(Referring expression pointing data)
= = = =

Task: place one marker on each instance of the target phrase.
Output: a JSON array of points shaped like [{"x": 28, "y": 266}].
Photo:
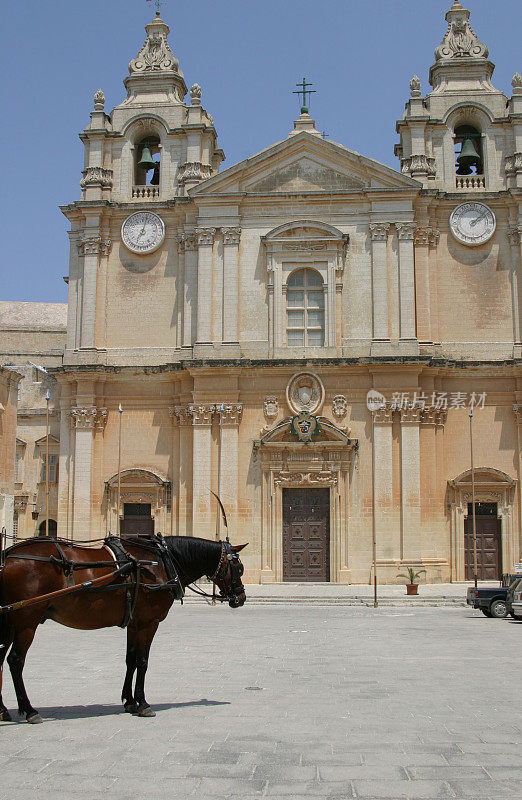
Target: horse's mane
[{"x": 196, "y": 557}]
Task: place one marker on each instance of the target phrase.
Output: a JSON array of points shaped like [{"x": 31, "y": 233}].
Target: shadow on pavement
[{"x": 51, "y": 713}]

= = = =

**Action item**
In the entries above, identify every line with the word "points". Copy those lines.

**Completed exercise**
Output: a JSON array of points shaped like [{"x": 28, "y": 266}].
Output: a JSON array of points shaped like [{"x": 31, "y": 233}].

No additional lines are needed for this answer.